## GIVEN PASSAGE
---
Compliance and Enforcement

    In addition to the actual spatial extent of the closure network, 
the certainty of effectiveness of these regulatory measures in 
decreasing threats to the species also depends on the compliance and 
enforcement of these closures. For the Commonwealth fisheries, AFMA has 
created a compliance team to assist with issues such as quota evasion 
and balancing, Vessel Monitoring System (VMS) requirements, and 
compliance with fisheries closures and interactions with protected 
species. In terms of VMS requirements (a key monitoring provision in 
the Strategy), compliance rates have significantly increased over the 
years, thanks to outreach material to vessel operators. Compliance 
rates for the requirement for vessels to have an operational VMS 
averaged around 97 percent for the 2012-2013 year (AFMA, 2013a).
    Another key to the successful and effective conservation of the 
Harrisson's dogfish population so that it may rebuild in the future is 
compliance with fishing prohibitions inside closures. In 2010-2011, 
AFMA identified the activity of fishing boats entering and/or fishing 
inside closures as an occasional but significant risk. To combat this, 
they developed a ``show cause'' program whereby breaches inside 
closures were identified from VMS, and the operators of these vessels 
were sent a letter asking them to explain or ``show cause'' for their 
activity. Within a year of running the program, the incidence of 
fishing or navigating inside fishery closures had decreased from an 
average of 11 breaches per month to less than 2 breaches per month 
(AFMA, 2013b).
---
## DATASET EXTRACT
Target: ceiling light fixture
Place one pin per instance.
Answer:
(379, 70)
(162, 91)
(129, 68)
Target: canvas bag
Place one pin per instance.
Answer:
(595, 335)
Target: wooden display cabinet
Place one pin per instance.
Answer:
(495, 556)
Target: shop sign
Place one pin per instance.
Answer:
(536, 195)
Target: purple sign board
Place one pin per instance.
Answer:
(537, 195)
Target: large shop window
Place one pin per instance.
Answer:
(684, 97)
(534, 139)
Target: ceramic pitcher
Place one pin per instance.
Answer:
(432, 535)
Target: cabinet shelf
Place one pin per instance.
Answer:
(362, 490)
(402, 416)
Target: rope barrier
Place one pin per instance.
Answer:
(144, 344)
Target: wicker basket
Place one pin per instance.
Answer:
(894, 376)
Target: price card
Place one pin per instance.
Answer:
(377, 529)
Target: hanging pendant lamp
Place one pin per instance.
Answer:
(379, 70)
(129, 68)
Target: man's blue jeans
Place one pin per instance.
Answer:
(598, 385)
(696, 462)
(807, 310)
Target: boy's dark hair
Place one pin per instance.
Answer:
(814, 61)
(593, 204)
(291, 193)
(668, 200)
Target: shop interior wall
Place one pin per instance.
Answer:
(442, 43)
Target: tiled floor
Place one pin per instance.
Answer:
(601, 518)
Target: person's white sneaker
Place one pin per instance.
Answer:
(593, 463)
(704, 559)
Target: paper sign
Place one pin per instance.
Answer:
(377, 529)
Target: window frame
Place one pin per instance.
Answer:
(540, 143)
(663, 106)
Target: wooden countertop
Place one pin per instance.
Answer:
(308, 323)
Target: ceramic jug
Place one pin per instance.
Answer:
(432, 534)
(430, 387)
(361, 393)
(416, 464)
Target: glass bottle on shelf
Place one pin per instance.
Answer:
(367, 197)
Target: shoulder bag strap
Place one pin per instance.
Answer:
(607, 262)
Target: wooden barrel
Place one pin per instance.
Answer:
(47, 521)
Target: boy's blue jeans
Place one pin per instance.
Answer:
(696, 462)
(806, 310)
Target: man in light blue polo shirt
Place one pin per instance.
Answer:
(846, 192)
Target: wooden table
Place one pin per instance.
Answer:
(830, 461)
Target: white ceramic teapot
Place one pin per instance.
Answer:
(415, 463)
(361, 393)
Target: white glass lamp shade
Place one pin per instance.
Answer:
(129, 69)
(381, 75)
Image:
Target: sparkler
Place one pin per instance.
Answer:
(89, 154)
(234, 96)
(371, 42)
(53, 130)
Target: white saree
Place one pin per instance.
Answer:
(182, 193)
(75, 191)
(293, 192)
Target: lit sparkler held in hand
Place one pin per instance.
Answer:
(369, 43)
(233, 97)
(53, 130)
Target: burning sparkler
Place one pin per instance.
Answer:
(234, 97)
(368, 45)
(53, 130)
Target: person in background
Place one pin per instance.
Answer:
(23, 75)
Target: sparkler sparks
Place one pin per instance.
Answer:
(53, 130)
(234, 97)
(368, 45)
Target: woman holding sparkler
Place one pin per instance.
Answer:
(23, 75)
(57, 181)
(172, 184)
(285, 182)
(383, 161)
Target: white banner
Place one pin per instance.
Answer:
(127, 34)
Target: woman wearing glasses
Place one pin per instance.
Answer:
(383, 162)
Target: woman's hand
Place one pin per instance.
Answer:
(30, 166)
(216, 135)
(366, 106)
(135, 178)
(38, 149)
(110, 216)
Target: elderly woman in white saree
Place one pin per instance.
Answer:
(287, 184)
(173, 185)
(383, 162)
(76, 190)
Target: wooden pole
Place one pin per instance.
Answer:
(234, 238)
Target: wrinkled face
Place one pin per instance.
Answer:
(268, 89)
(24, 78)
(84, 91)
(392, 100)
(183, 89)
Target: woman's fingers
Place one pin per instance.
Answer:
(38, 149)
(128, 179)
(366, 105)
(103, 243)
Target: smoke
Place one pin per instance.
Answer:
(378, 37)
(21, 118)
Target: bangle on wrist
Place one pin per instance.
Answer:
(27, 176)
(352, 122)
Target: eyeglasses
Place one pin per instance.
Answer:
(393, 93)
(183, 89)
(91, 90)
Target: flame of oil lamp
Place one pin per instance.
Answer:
---
## TASK INSTRUCTIONS
[1] In the passage on compliance and enforcement, how did the monthly number of breaches inside fishery closures change within a year of the "show cause" program?
[2] Continue the passage on compliance and enforcement of fishery closures from its last sentence.

## RESULTS
[1] It dropped from an average of 11 breaches per month to fewer than 2 breaches per month.

[2]
Conclusion

    After consideration of the evaluation criteria for certainty of 
effectiveness under the PECE, we find that these existing regulatory 
measures are likely to be effective in improving the present status of 
the species. The network of implemented closures addresses the threat 
of overutilization by prohibiting high-risk fishing methods, which 
decreases fishery-related mortality from bycatch. Based on a prior 
review by Musick (2011), it was recommended that closures include at 
least 20 to 35 percent of important Harrisson's dogfish habitat in 
order to prevent further decline of the species and potentially support 
recovery. Overall, the closures evaluated above appear to provide the 
species with effective protection from high-risk fishing methods over 
24 percent of its core habitat range (see Table 1 in Miller, 2014b). 
Specifically, the core habitat of the much-less-depleted seamount 
population is significantly protected from high-risk fishing methods 
and almost entirely protected (98.2 percent) from trawling activities 
(see Table 1 in Miller, 2014b). In fact, 77.6 percent of the seamount 
population biomass is protected from all high-risk fishing methods by 
the new closures created by the Strategy. These conservation efforts 
are likely to effectively improve and protect the status of this 
population so that it is no longer presently in danger of extinction.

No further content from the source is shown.